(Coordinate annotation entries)
□ □ □ □
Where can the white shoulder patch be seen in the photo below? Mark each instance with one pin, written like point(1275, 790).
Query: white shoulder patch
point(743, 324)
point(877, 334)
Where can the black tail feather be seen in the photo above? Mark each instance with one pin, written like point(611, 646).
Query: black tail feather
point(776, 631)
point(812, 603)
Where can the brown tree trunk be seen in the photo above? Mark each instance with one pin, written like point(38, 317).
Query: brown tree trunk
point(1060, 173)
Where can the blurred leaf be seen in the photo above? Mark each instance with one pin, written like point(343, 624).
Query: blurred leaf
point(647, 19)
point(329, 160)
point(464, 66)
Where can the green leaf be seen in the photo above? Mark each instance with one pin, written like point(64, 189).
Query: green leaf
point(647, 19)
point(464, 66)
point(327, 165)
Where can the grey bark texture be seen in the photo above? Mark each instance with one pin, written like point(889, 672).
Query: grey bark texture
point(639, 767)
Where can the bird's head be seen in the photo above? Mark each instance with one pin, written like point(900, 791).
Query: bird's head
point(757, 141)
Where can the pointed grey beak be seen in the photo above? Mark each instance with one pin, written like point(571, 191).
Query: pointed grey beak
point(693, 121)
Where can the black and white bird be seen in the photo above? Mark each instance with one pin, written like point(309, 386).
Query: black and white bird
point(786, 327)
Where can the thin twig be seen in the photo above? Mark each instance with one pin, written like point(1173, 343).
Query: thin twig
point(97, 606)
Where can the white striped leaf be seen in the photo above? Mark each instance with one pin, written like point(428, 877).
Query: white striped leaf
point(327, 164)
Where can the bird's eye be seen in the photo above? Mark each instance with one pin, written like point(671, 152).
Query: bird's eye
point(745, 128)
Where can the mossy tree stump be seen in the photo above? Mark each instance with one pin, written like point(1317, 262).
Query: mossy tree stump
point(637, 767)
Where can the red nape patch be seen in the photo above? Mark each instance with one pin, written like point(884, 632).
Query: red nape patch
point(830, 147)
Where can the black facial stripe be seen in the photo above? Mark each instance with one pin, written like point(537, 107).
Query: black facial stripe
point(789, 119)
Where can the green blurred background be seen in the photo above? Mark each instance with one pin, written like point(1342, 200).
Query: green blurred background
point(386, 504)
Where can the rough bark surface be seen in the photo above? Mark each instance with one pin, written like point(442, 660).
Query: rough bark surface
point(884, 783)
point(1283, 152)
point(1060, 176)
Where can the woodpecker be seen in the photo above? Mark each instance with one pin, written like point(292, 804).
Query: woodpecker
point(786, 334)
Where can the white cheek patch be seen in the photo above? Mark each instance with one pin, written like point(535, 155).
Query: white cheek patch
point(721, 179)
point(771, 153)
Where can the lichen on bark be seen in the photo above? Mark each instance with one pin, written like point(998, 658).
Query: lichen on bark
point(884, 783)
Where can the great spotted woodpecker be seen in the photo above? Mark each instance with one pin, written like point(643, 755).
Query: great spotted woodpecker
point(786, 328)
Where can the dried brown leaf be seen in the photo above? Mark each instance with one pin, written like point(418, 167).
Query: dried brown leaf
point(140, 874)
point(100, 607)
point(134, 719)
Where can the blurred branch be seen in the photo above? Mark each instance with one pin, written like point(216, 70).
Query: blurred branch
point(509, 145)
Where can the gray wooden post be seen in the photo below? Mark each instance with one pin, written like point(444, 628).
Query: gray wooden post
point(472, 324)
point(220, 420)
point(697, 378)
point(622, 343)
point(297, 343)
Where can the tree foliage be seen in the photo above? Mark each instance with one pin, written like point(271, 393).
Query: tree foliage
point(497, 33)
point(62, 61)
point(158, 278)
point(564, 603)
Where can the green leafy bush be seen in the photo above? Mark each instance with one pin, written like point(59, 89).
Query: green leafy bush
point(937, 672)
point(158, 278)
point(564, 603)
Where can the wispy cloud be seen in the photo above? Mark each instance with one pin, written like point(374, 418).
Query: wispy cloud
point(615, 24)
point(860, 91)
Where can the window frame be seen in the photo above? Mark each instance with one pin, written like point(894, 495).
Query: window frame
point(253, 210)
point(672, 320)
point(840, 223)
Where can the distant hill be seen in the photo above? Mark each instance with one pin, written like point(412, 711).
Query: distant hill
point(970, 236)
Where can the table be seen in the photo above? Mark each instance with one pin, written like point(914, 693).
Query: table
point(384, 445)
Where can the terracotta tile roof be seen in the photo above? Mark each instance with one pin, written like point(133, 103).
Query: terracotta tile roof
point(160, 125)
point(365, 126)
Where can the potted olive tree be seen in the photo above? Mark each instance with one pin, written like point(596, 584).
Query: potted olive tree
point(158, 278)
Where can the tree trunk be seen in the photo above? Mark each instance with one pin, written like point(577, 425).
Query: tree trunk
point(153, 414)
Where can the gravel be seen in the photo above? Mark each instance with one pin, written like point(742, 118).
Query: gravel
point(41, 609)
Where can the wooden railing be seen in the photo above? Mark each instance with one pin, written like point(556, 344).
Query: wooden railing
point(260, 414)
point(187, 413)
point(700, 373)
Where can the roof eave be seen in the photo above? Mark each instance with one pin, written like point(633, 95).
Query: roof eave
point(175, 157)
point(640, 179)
□ □ □ □
Return every row above word for word, with no changes.

Where can the white shoulder patch be seen in the photo below? Mark each instance with one pin, written like point(1275, 790).
Query: white shoulder patch
point(743, 324)
point(877, 334)
Where can the black tail feather be seen in the photo above? Mark each instance with one pin, written like point(611, 646).
Query: black tail feather
point(776, 631)
point(812, 603)
Where can the brown tree trunk be seen in the photo above? Mark each instance with one pin, written like point(38, 317).
Query: brown tree trunk
point(1060, 173)
Where can the blurred leaf be seen in the photo above? Mark each instance with one pin, written like point(343, 624).
Query: blurred leaf
point(647, 19)
point(329, 160)
point(464, 66)
Where can the green leaf be seen in the photo above? Mark each instance with one pin, written like point(64, 189).
Query: green leaf
point(647, 19)
point(464, 66)
point(327, 165)
Where can the grey bark texture be seen in the photo above? Mark each instance with one pin, written like point(889, 672).
Query: grey bark texture
point(639, 767)
Where can the bird's head be seen in the photo above? Mark each instance with one pin, written like point(900, 791).
Query: bird's head
point(757, 141)
Where can the pointed grey beak be seen in the photo above? Mark each instance with one pin, written like point(571, 191).
Query: pointed grey beak
point(693, 121)
Where can the black and white bird be seen in the photo above? Mark each instance with one pin, written like point(309, 386).
Query: black and white bird
point(786, 327)
Where can the thin twig be seen in the photo above? Mark each instance with one pin, written like point(1173, 343).
Query: thin twig
point(97, 606)
Where can the white striped leaf be seen in the photo above? Mark each instance with one pin, written like point(428, 877).
Query: white striped leaf
point(327, 164)
Where can the bird's eye be seen in the photo above? Mark each instance with one pin, written like point(671, 152).
Query: bird's eye
point(745, 128)
Where can the mossy tree stump be seen in the photo above? Mark each instance with one pin, written like point(1317, 262).
Query: mossy tree stump
point(637, 767)
Where can the red nape patch be seen in the photo above? Mark each instance with one pin, written like point(884, 632).
Query: red nape patch
point(830, 147)
Where can the black facial stripe be seen in the photo above? Mark each instance with one pin, written like point(537, 107).
Query: black facial stripe
point(789, 119)
Where can the green blurred background be seen in the photo above? Mark each instance with one pin, written like point(1342, 200).
Query: green blurred background
point(386, 504)
Where can the rough bark surface be seen in the photo above? Mark each instance with one pin, written like point(442, 660).
Query: rough bark surface
point(884, 783)
point(1283, 152)
point(1060, 176)
Where can the woodpecker be seen in the photo above? Mark each instance with one pin, written like point(292, 804).
Query: woodpecker
point(786, 334)
Where can the white cheek patch be seen in the photo above? Mark each instance with one pin, written like point(535, 155).
Query: white cheek patch
point(721, 179)
point(771, 153)
Where can the lichen on bark be seen in the photo above? Mark each instance with one pin, written like point(998, 658).
Query: lichen on bark
point(884, 783)
Where can the great spotted woodpecker be seen in the photo above? Mark each instance with one pin, written like point(643, 755).
Query: great spotted woodpecker
point(786, 328)
Where can the dried brown leaf be seen in the photo above? Mark each instance with one pin, written like point(418, 167).
Query: dried brown leaf
point(140, 874)
point(100, 607)
point(134, 719)
Where can the blurred branch be seen in the photo above? Mark each instance with one pin, written like point(216, 70).
Query: blurred branch
point(509, 145)
Where can the gray wooden post be seen in the photo below? Mark each instance with one pin, written like point(444, 628).
Query: gray wooden post
point(472, 324)
point(220, 420)
point(697, 378)
point(622, 343)
point(297, 343)
Where can the tree foliage be seen in the photo above? Mark each instance with one pin, written like point(271, 393).
Query: tree foliage
point(497, 33)
point(62, 61)
point(158, 278)
point(564, 603)
Where can the green leafy bush be seen in the photo above? Mark each instance with one pin, written like point(59, 89).
Query: green leafy bush
point(937, 672)
point(158, 278)
point(564, 603)
Where can the wispy cloud be seen in the photo above? Mark each instance with one pin, written like point(374, 418).
Query: wispy cloud
point(615, 24)
point(860, 91)
Where can the window frame be seen in the photo above? Mark each instance with one pin, written like point(894, 495).
Query: window frame
point(253, 210)
point(672, 320)
point(840, 223)
Where can the distant hill be seen in the photo above? Mark each instance with one pin, written like point(412, 711).
Query: distant hill
point(970, 236)
Where can the table be seen in the photo above? Mark each instance with one pin, written like point(914, 693).
Query: table
point(384, 445)
Where can the terracotta tile roof be seen in the photo above? Mark each instance with one pin, written like point(133, 103).
Query: terracotta tile roof
point(160, 125)
point(365, 126)
Where can the potted olive tree be seen in the photo above? Mark each instance with one pin, written like point(596, 584).
Query: potted olive tree
point(158, 278)
Where can the tree trunk be seen in the photo above? Mark each instance with one pin, written like point(577, 425).
Query: tree trunk
point(153, 414)
Where can the gravel be seen in the photo above? Mark each instance with one pin, written like point(742, 118).
Query: gravel
point(41, 609)
Where can the wooden railing be seen in the photo above? Mark each instance with one pin, written like point(556, 344).
Query: wooden railing
point(260, 414)
point(187, 413)
point(700, 373)
Where can the roof eave be seen in the photo above? Mark each instance with one pin, written like point(633, 95).
Query: roof eave
point(175, 157)
point(640, 179)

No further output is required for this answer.